◆ **Problem description**
Return the material word for word, starting at the line containing "For each instance of the high-rise" and ending at the line containing "For each instance of the skyscraper, place", both included. Omit the pictures from your answer.

** begin Items **

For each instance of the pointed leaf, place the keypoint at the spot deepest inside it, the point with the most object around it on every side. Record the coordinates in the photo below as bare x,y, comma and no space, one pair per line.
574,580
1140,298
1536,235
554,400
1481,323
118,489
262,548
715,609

** end Items **
** begin Items **

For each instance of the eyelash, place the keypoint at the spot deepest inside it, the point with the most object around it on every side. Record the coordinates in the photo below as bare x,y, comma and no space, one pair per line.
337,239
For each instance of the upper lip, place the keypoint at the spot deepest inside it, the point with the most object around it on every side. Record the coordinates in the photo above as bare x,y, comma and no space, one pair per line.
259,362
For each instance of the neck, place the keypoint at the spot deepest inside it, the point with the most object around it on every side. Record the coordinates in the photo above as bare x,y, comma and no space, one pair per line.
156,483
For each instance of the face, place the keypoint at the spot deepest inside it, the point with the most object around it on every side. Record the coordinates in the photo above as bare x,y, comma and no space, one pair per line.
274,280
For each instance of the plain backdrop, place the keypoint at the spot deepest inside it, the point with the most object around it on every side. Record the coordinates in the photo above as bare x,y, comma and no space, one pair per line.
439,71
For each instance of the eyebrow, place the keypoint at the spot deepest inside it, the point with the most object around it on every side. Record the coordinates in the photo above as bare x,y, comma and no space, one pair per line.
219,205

** end Items **
** begin Items **

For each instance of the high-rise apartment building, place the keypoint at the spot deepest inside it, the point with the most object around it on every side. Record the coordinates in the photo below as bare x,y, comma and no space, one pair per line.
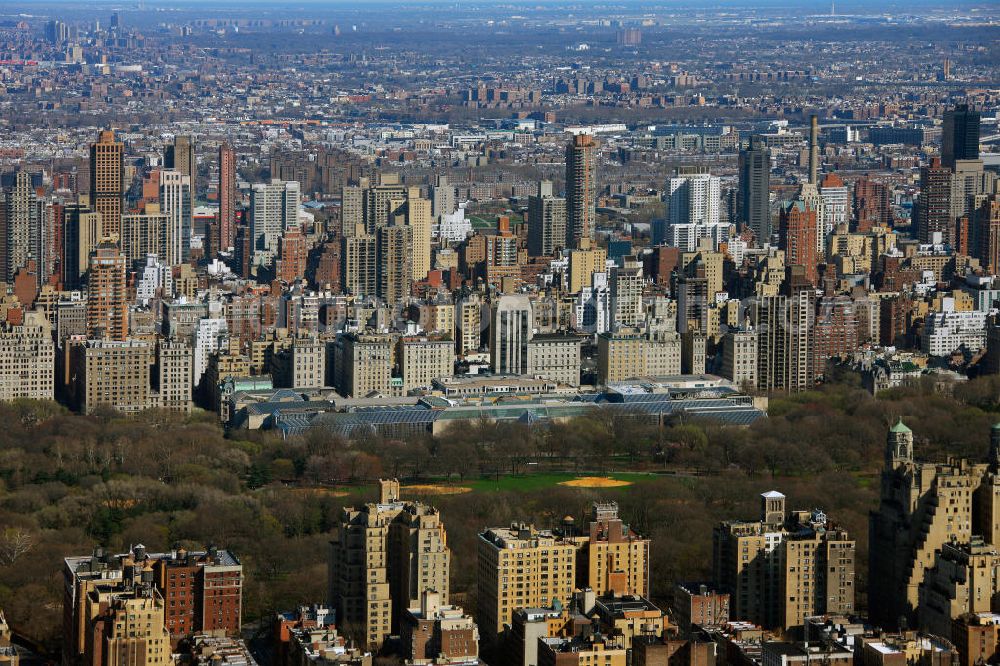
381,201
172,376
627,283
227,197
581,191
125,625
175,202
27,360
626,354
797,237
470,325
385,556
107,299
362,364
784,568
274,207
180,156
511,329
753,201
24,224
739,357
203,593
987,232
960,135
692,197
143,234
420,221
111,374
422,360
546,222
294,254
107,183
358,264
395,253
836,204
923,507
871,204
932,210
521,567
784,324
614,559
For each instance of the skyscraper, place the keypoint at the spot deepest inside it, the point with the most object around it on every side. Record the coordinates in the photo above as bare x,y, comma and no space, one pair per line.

** end Items **

◆ **Task response**
For each instance of the high-rise apartment building, place the keypoint at the spot deepest inside it, the point with the most object around it on every side. Record the coordinates in the photo below as bare x,y, comma and no space, one pair per line.
381,201
172,376
627,283
227,197
581,191
125,625
175,202
27,360
626,354
797,237
470,325
385,556
107,299
362,364
784,568
274,207
180,156
511,329
753,201
24,224
739,357
203,593
987,232
960,135
692,197
143,234
420,221
111,374
422,360
546,222
294,254
107,183
358,264
395,253
836,204
923,507
871,204
932,210
521,567
784,324
614,559
For each instance of the skyscraper, place the keypoint at the spot deepest inside it, the point with the most object around it on every side. Record the coordinates in the photo above as bare x,y, comma and no space, one pair per line.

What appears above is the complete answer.